極論すれば、ある人にとっては嬉しい出来事も、別の人には、適応障害を発症するほどのストレスになる可能性があります。「ありとあらゆること」が、ストレスの原因になる可能性がある、といっていいと思います。

ストレスから距離を置くことが最優先

 前述の通り、ほとんどの適応障害の患者さんは、何がストレスとなって発症したのか自覚しています。例えば「上司の叱責が原因」だとわかっているなら、人事に相談して異動願を出す等の対処ができます。業務内容そのものがストレスなら、転職も選択肢のひとつでしょう。

 失恋の痛手を受けたとしても、時間の経過とともに、ストレスは和らいでいくものです。裏を返せば、原因となったストレスから距離がとれないと、根本的な治療は難しいといえます。薬物治療などで一度はよくなっても、そもそものストレッサーを取り除かない限り、再発する可能性が高いままです。

 例えば、パワハラ上司の叱責を長期間にわたり受け続けたことが発症の原因なのだとしたら、上司が替わるか、本人が異動しない限りは、ストレスは続いてしまいます。引き続き上司の隣で働き続けないといけない環境では、回復は期待できません。

 そのため現実問題として、職場でのストレスが発症の引き金になった場合では、「同じ職場環境で働きながら治す」のは難しいと思います。そこで出てくる有効な選択肢が「休職」です。物理的に職場から距離をとり、十分に休養すれば、少なくとも職場内のストレスを原因とする適応障害は、快方に向かいます。また、その間に会社側も環境改善に動くことができます。

 そのために私たち医師も「1~2カ月の休職を要する」「復職にさいしては配置転換の考慮を要する」といった内容の診断書を書くわけです。さまざまな事情から休職が無理なら、勤務時間の短縮をすすめる診断書を書くこともあります。具体的には、残業や深夜業務の禁止、時短勤務などです。

 なお、私が休職をすすめるケースでも最初は2週間~1カ月の短期間からです。その後は回復具合をみながら、復職するか、休職を続けるか検討します。

## 練習問題
(a) 本文では、勤務時間の短縮をすすめる診断書の具体例が挙げられています。それらをすべて挙げなさい。
(b) 本文の「そのため現実問題として、職場」から「境改善に動くことができます。」までを、そのまま書き写しなさい。

## データ記録
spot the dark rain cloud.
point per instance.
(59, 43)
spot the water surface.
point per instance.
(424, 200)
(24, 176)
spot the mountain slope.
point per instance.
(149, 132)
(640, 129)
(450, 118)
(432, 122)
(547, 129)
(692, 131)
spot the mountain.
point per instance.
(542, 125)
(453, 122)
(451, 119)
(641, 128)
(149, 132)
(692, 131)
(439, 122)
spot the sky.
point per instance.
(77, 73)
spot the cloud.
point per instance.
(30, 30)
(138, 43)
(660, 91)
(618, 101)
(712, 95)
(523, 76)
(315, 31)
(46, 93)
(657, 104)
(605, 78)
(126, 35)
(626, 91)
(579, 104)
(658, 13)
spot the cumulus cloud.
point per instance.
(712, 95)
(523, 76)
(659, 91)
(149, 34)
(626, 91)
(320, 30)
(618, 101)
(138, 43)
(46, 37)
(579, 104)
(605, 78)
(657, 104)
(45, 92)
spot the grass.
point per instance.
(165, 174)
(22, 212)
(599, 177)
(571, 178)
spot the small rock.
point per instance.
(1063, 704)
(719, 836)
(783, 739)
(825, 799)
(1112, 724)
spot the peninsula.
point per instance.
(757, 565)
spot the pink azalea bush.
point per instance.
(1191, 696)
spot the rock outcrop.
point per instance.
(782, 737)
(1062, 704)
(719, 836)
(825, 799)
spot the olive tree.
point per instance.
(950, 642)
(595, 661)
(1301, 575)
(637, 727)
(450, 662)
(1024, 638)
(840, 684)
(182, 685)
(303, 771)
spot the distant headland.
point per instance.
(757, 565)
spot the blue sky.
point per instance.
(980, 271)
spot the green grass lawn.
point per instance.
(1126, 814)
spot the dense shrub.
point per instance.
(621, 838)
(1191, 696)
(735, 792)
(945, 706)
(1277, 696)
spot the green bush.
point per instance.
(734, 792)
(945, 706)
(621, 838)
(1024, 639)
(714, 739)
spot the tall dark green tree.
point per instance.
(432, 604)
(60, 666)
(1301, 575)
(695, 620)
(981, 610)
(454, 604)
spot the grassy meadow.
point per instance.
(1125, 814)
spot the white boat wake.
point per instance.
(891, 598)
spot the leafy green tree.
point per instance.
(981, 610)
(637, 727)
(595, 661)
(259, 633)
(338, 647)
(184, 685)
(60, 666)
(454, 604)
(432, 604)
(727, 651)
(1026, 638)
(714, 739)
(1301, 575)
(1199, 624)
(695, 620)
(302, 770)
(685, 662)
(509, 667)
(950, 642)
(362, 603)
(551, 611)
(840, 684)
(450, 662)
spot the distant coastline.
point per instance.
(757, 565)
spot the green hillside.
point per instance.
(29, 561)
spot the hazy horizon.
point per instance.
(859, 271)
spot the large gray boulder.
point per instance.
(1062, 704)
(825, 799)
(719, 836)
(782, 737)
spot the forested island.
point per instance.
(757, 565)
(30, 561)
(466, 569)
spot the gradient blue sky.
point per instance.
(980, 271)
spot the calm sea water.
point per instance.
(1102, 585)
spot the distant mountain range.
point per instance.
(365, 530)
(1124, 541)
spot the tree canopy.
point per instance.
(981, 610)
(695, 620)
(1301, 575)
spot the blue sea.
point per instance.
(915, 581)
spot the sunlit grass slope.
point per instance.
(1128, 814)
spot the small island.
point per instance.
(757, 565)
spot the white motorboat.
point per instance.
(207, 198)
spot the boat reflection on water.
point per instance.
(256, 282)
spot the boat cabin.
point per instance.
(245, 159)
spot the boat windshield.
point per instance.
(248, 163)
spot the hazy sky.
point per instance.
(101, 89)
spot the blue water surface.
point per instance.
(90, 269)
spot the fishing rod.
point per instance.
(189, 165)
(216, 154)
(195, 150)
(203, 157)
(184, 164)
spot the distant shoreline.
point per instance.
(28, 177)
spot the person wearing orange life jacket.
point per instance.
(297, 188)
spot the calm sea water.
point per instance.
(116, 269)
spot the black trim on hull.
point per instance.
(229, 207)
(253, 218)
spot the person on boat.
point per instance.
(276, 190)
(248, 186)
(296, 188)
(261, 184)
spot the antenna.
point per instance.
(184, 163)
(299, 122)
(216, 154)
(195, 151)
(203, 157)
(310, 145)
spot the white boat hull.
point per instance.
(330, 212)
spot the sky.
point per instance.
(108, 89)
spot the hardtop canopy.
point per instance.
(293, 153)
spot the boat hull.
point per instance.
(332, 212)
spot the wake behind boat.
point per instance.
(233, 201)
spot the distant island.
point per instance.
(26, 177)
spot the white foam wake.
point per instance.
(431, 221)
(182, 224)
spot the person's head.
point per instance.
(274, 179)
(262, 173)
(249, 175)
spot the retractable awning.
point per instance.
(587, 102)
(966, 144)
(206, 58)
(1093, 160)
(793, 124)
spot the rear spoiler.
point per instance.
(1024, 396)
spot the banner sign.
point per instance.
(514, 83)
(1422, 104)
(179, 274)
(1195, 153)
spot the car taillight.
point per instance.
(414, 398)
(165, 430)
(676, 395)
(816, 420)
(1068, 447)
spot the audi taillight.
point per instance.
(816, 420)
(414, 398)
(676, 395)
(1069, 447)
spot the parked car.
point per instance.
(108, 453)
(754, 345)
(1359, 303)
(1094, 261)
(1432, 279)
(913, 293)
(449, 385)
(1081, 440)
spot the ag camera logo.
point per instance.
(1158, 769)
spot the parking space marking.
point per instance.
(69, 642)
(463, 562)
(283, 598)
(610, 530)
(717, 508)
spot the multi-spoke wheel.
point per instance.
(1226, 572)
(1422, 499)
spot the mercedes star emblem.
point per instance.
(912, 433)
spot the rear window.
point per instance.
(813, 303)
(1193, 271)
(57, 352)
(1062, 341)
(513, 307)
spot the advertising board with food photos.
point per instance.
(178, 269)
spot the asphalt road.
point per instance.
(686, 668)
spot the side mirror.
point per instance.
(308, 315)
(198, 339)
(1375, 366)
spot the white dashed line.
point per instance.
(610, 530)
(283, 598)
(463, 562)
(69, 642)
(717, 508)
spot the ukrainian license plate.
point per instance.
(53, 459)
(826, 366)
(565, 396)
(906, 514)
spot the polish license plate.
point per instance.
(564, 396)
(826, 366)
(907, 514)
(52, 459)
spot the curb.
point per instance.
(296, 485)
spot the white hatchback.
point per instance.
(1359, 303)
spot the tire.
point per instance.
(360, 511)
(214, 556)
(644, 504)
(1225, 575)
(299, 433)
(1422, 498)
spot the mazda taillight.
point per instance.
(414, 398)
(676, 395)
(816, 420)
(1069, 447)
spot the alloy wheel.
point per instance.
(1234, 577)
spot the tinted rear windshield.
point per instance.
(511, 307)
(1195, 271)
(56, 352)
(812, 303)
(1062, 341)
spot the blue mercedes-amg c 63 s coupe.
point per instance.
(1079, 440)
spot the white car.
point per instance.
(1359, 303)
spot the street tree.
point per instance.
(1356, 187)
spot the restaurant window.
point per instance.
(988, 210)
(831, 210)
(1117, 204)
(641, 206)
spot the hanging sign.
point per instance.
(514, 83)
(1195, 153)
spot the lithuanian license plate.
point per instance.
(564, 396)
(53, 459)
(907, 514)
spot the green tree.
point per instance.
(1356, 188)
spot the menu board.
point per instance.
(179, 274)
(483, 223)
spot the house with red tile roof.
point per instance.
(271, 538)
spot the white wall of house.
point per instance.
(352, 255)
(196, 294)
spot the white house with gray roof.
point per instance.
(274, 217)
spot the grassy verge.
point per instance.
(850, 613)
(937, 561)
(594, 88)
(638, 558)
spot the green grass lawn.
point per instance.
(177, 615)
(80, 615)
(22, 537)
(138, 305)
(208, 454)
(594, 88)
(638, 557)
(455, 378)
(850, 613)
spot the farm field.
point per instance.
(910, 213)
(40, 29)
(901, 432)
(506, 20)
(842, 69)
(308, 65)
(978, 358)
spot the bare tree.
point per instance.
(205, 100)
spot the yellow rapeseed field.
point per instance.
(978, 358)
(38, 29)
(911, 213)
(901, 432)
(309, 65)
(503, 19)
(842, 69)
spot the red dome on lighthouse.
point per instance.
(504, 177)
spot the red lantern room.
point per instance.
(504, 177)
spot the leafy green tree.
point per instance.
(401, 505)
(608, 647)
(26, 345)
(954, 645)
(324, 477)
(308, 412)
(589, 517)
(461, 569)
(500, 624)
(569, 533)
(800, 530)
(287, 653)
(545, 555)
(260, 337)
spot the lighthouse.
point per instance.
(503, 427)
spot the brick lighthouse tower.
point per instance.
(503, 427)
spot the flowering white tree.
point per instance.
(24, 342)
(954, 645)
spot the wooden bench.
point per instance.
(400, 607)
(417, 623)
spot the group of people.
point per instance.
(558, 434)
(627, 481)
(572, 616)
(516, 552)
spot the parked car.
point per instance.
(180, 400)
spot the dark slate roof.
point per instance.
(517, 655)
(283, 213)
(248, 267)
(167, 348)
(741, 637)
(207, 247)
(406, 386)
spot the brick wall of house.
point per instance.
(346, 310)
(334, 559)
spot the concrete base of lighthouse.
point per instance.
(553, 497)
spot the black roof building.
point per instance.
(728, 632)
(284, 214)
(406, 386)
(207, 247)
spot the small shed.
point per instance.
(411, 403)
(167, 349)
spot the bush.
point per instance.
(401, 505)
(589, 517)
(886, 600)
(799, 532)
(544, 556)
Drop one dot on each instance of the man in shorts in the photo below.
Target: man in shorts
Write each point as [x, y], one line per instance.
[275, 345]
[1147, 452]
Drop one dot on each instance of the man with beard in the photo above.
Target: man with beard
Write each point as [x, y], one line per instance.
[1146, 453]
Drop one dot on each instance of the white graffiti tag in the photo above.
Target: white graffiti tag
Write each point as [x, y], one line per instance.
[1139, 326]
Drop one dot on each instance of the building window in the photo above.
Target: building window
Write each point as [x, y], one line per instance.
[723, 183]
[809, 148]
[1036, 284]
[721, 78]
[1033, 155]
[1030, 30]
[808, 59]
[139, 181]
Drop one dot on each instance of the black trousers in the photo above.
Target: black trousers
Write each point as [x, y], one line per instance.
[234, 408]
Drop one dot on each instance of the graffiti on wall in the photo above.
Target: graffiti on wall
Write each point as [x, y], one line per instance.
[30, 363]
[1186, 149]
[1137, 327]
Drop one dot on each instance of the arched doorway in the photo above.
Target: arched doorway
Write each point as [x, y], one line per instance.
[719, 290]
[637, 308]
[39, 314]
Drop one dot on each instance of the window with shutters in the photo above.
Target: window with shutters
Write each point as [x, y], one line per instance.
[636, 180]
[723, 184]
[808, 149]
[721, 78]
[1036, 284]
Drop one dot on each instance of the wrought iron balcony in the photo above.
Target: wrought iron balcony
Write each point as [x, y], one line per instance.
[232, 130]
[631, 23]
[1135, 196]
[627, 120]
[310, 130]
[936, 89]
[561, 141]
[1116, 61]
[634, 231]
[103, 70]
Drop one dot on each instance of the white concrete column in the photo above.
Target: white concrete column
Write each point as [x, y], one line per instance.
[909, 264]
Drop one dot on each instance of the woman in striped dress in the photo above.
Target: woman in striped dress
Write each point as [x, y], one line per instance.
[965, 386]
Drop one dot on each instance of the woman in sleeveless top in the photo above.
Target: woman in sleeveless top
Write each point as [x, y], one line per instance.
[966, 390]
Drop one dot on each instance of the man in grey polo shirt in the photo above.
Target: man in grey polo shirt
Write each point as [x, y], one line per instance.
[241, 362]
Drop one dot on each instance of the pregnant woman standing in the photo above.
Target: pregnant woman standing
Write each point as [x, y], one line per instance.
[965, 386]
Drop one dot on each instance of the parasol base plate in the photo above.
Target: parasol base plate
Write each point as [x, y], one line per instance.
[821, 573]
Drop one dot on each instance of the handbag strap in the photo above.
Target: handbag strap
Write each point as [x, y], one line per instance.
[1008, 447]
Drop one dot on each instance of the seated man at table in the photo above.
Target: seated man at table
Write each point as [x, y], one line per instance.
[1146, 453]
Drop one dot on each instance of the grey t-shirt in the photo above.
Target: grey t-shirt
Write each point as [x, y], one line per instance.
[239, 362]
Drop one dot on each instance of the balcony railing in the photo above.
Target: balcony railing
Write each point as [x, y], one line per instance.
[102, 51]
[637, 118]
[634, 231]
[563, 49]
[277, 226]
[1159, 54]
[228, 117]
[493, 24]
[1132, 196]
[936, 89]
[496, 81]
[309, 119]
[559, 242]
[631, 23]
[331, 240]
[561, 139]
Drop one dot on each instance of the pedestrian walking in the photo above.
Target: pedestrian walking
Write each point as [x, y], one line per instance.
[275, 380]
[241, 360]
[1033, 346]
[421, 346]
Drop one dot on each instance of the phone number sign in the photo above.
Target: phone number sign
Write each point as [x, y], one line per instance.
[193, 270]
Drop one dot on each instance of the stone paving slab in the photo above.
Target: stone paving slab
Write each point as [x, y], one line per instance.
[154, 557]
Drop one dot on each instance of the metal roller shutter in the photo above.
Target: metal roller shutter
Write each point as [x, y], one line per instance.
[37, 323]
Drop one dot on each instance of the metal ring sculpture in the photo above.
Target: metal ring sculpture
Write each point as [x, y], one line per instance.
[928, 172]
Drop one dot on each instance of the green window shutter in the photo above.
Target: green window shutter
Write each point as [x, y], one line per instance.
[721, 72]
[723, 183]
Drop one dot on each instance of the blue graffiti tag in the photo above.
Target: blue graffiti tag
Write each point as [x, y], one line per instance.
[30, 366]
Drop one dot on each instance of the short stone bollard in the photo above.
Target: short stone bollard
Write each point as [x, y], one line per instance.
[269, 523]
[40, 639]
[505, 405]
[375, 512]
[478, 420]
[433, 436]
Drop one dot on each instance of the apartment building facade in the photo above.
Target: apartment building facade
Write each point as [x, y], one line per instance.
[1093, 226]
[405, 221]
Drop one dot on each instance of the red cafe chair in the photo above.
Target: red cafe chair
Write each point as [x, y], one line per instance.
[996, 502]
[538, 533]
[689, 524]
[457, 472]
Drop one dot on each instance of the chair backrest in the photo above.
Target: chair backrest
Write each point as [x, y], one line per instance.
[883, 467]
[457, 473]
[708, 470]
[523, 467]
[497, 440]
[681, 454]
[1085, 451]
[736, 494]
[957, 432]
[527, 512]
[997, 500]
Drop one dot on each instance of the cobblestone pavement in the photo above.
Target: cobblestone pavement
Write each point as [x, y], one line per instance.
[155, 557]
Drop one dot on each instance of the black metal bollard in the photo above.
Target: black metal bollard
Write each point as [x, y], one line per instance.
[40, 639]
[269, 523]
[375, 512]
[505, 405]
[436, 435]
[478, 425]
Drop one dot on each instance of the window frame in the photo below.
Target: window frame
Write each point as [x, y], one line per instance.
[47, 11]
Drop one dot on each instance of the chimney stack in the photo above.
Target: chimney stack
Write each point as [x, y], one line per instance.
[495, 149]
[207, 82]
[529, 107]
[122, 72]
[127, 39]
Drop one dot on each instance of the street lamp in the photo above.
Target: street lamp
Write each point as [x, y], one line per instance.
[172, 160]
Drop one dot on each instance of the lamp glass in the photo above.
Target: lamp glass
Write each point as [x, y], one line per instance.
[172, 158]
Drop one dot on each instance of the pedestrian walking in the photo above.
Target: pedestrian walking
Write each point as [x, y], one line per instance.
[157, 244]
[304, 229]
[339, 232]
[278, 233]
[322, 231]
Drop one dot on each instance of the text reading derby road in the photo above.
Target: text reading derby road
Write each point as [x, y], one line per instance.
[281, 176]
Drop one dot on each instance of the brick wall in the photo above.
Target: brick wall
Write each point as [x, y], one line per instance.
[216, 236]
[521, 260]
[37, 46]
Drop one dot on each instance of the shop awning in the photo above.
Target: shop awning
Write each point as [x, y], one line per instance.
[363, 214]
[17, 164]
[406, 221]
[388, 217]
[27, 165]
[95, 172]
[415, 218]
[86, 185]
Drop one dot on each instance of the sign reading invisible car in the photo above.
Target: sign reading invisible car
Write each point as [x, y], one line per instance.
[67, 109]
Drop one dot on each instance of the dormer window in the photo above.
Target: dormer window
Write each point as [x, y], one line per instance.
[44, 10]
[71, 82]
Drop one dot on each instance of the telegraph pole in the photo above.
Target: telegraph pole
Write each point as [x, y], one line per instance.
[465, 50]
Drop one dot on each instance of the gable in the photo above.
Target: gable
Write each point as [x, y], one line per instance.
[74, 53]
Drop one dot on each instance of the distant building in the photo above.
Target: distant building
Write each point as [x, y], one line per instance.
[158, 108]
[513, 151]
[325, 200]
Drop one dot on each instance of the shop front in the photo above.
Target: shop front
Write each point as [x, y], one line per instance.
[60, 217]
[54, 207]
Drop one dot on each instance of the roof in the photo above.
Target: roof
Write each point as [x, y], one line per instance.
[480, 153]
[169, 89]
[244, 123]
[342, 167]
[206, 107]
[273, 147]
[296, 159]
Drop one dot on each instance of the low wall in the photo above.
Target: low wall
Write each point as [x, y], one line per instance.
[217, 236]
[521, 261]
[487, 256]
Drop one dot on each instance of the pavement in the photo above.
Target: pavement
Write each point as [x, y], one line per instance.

## 解答一覧
(a) 残業の禁止、深夜業務の禁止、時短勤務

(b)
そのため現実問題として、職場でのストレスが発症の引き金になった場合では、「同じ職場環境で働きながら治す」のは難しいと思います。そこで出てくる有効な選択肢が「休職」です。物理的に職場から距離をとり、十分に休養すれば、少なくとも職場内のストレスを原因とする適応障害は、快方に向かいます。また、その間に会社側も環境改善に動くことができます。